▶ **Work order 1**:
Answer these questions from the passage on T cell activation during HAART:
(a) After three months of HAART-mediated viral suppression, what was increased CD8+ T cell activation associated with?
(b) Which HIV-infected participants were excluded without removing the difference from control subjects?
(c) What do the authors say heightened T cell activation after years of suppressive HAART suggests?
▶ **Work order 2**:
Output the portion of the passage on T cell activation during HAART that starts with "Their finding that" and goes on through "coinfection were excluded.", copied word for word.

▶ **Document passage**:
Their finding that increased CD8+ T cell activation was associated with lower CD4+ T cell gains after three months of HAART-mediated viral suppression is consistent with other work relating CD8+ T cell activation to disease progression in untreated patients.

They write that it is also interesting that HIV-infected patients maintaining viral suppression in this study had substantially higher levels of T cell activation than did HIV-uninfected control subjects. This difference was observed even when HIV-infected participants with persistent detectable viremia or hepatitis C virus coinfection were excluded.

In their discussion, the authors write: “Because the half-life of activated CD4+ and CD8+ T cells is short, the presence of heightened T cell activation after years of suppressive HAART suggests the presence of ongoing antigenic stimulation. This might reflect ongoing low-level HIV replication in lymphoid tissues; the presence of other chronic infections, as a result of continued immunodeficiency (eg herpesvirus infections); or persistent immunologic dysregulation that is not reversed by HAART-mediated viral suppression.

▶ **Supplied material**:
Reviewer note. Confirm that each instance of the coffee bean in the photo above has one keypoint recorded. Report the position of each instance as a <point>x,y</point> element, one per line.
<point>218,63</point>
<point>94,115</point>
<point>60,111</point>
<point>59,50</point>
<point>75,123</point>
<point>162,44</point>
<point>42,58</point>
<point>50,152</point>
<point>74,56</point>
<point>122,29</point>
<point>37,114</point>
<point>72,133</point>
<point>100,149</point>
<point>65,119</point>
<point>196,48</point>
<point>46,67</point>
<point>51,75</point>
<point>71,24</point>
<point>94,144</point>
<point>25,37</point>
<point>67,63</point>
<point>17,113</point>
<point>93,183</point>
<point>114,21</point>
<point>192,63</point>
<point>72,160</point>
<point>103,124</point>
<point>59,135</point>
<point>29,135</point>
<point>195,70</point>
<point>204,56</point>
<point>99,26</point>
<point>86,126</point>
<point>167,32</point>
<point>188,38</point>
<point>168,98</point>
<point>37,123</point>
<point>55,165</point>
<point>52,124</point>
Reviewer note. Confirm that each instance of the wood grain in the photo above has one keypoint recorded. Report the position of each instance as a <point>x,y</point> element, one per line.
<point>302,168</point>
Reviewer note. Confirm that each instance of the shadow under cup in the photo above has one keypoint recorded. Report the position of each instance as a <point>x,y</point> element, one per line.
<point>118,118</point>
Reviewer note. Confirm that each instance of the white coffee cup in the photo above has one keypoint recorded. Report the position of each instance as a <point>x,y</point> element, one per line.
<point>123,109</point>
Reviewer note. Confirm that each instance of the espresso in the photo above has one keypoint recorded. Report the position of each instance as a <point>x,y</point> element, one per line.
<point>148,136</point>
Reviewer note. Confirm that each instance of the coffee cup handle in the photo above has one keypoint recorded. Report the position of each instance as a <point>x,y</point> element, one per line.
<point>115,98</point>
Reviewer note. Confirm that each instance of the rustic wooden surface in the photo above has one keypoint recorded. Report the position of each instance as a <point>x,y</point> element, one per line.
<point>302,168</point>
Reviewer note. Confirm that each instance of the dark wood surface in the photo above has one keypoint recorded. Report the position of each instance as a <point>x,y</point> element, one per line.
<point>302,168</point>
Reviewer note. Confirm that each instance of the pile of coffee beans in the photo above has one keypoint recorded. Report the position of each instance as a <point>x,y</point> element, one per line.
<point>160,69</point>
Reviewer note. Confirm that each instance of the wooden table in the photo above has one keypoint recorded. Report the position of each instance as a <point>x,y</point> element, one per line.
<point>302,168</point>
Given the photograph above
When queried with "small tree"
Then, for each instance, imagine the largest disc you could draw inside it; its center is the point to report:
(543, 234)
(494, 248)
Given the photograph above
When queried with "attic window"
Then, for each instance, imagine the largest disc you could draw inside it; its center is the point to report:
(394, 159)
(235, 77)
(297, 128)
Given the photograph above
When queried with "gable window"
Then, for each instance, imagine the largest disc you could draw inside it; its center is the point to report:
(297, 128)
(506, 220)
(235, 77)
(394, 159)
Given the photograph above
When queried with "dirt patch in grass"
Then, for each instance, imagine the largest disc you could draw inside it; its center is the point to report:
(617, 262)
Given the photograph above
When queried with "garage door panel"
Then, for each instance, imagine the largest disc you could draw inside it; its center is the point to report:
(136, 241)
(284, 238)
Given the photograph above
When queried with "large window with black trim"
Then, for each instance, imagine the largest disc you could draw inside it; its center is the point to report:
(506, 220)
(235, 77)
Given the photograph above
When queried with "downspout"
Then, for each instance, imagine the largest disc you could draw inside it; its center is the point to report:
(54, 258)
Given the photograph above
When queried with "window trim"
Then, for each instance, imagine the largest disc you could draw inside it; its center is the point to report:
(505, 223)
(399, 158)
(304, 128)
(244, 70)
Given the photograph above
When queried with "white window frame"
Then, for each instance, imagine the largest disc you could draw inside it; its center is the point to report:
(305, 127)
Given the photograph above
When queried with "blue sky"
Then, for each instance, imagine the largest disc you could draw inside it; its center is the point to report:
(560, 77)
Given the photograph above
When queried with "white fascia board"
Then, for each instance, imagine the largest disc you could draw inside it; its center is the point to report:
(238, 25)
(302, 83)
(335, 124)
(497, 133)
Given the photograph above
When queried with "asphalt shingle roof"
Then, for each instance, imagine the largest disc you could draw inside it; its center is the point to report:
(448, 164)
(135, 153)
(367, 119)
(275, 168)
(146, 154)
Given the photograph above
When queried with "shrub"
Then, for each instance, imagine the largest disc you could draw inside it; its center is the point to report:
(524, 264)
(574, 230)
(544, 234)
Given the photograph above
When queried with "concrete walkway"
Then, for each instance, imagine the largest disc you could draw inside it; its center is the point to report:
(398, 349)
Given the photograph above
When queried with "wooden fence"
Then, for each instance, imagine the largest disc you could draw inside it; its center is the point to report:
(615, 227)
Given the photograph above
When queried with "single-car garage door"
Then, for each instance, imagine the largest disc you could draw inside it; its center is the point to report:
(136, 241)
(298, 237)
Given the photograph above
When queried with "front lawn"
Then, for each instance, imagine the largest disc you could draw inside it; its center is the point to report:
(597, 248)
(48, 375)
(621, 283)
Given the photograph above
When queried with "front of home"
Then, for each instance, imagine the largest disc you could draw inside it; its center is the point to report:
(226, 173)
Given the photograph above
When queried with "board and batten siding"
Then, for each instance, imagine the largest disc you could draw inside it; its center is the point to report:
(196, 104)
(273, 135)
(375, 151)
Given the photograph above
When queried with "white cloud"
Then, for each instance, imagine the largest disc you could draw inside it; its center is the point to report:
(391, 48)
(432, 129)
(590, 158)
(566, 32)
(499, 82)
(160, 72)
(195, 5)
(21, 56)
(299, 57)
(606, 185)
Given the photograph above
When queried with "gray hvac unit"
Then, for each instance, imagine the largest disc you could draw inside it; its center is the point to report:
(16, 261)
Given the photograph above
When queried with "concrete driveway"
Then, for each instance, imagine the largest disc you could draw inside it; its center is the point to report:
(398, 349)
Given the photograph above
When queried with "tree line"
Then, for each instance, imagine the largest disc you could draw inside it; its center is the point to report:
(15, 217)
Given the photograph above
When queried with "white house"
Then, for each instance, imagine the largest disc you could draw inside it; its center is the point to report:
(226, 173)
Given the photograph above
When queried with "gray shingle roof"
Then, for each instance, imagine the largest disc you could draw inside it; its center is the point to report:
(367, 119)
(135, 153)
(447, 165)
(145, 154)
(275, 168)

▶ **Exercise response 1**:
(a) Lower CD4+ T cell gains.
(b) Those with persistent detectable viremia or hepatitis C virus coinfection.
(c) The presence of ongoing antigenic stimulation.

▶ **Exercise response 2**:
Their finding that increased CD8+ T cell activation was associated with lower CD4+ T cell gains after three months of HAART-mediated viral suppression is consistent with other work relating CD8+ T cell activation to disease progression in untreated patients.

They write that it is also interesting that HIV-infected patients maintaining viral suppression in this study had substantially higher levels of T cell activation than did HIV-uninfected control subjects. This difference was observed even when HIV-infected participants with persistent detectable viremia or hepatitis C virus coinfection were excluded.